### Entries shown:
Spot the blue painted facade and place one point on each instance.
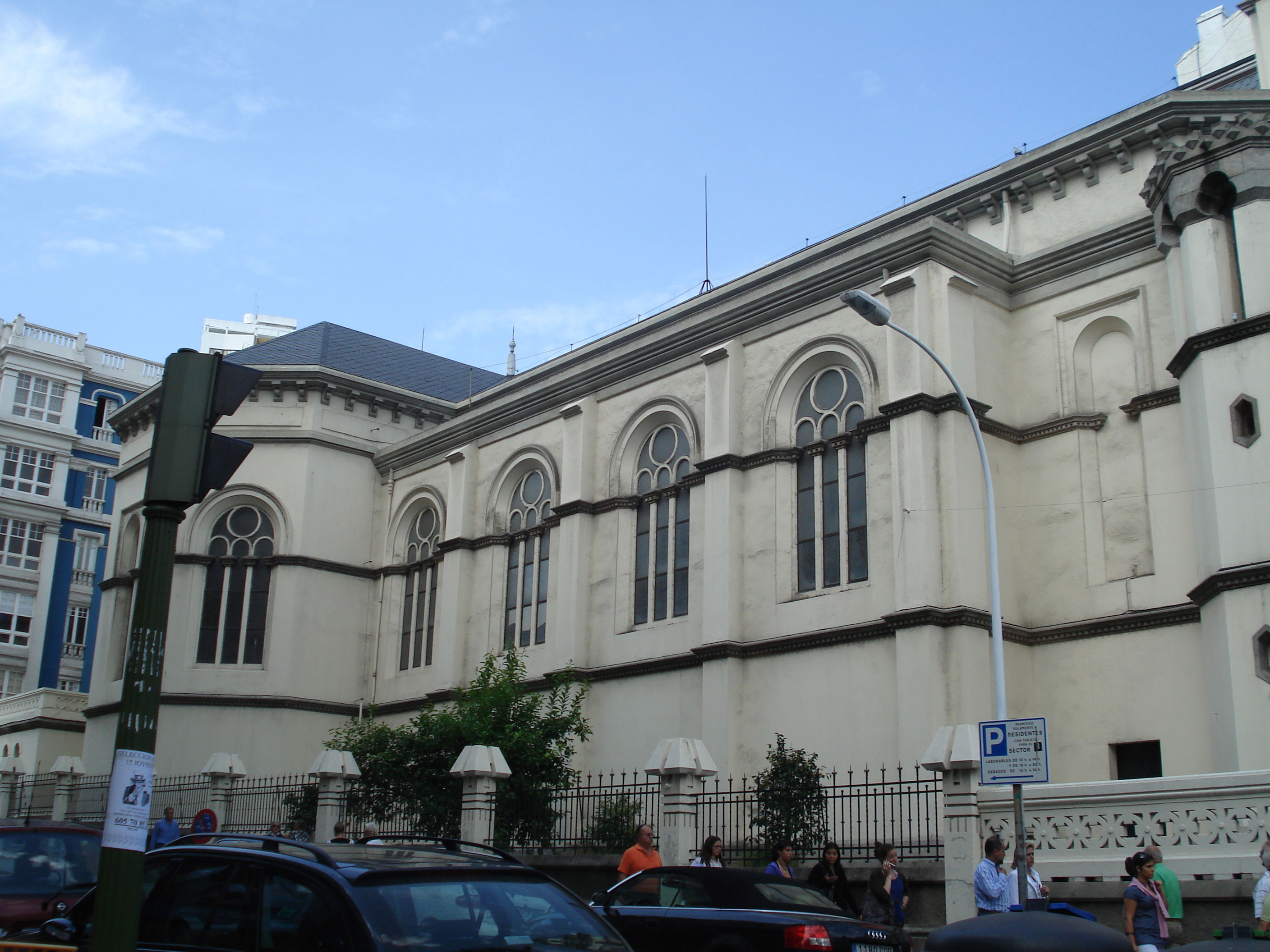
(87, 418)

---

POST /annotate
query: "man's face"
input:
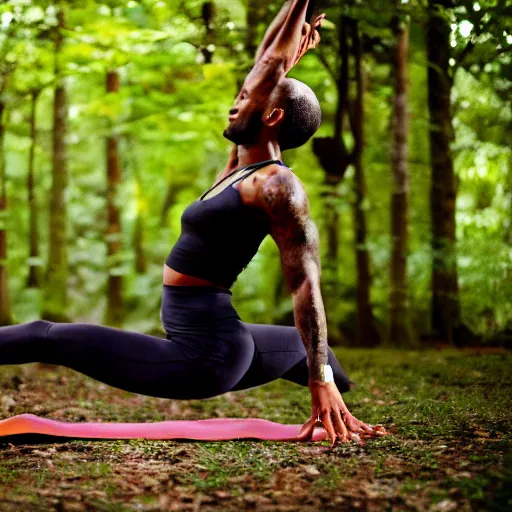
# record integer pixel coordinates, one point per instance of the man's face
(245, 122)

### Required work:
Show each line above that contains the string "face", treating uppercase and lowercase as different.

### Task solution:
query: "man's face"
# record integer pixel coordinates, one point per instance of the man's face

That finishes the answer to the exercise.